(begin)

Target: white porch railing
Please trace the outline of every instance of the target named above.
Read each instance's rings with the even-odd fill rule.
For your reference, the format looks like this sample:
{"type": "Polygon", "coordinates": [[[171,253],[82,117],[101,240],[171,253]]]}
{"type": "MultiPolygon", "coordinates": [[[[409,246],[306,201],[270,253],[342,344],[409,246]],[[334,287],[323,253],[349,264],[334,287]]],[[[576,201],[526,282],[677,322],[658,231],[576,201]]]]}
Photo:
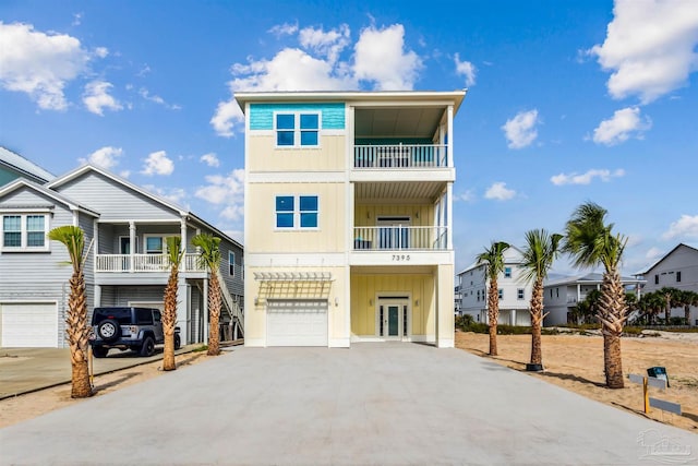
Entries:
{"type": "Polygon", "coordinates": [[[444,168],[446,144],[354,145],[354,168],[444,168]]]}
{"type": "MultiPolygon", "coordinates": [[[[182,259],[182,272],[205,272],[198,264],[198,254],[188,253],[182,259]]],[[[97,254],[95,272],[168,272],[169,264],[165,254],[97,254]]]]}
{"type": "Polygon", "coordinates": [[[353,249],[364,250],[444,250],[448,248],[448,227],[354,227],[353,249]]]}

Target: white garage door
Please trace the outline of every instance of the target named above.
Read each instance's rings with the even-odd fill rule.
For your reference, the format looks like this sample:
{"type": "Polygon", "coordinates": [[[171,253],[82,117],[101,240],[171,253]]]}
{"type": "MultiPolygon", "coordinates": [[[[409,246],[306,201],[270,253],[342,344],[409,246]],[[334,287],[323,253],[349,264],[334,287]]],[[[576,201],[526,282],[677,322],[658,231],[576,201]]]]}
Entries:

(end)

■ WHAT IS BEING ASKED ■
Please update the data above by replacing every "trace the outline" with "draw the boundary" and changing nothing else. Leave the pictures out when you reproduce it.

■ THE ANSWER ■
Target: white porch railing
Please draw the boundary of every instance of the target named above.
Read each instance's rings with the even-odd fill rule.
For your reference, the format looks like this sample:
{"type": "Polygon", "coordinates": [[[171,253],[82,117],[101,240],[171,253]]]}
{"type": "MultiPolygon", "coordinates": [[[[409,246],[306,201],[270,253],[342,344],[409,246]],[[334,287],[323,253],[349,264],[334,287]]],[[[576,201],[526,282],[677,322],[658,231],[576,201]]]]}
Photo:
Entries:
{"type": "Polygon", "coordinates": [[[444,168],[446,144],[354,145],[354,168],[444,168]]]}
{"type": "MultiPolygon", "coordinates": [[[[182,259],[182,272],[205,272],[198,264],[198,254],[188,253],[182,259]]],[[[97,254],[95,272],[168,272],[169,264],[165,254],[97,254]]]]}
{"type": "Polygon", "coordinates": [[[353,249],[364,250],[444,250],[448,248],[448,227],[354,227],[353,249]]]}

Target: white garage door
Please draw the boundary of every instance of the target named above.
Read each instance's rings with the even-odd fill rule.
For your reference, the format looks like this sample:
{"type": "Polygon", "coordinates": [[[171,253],[82,117],[101,240],[171,253]]]}
{"type": "MultiPolygon", "coordinates": [[[[409,246],[306,201],[270,253],[342,344],[409,246]],[[334,287],[323,253],[349,264],[334,287]]],[[[576,201],[526,282],[677,322],[658,231],[576,201]]]]}
Entries:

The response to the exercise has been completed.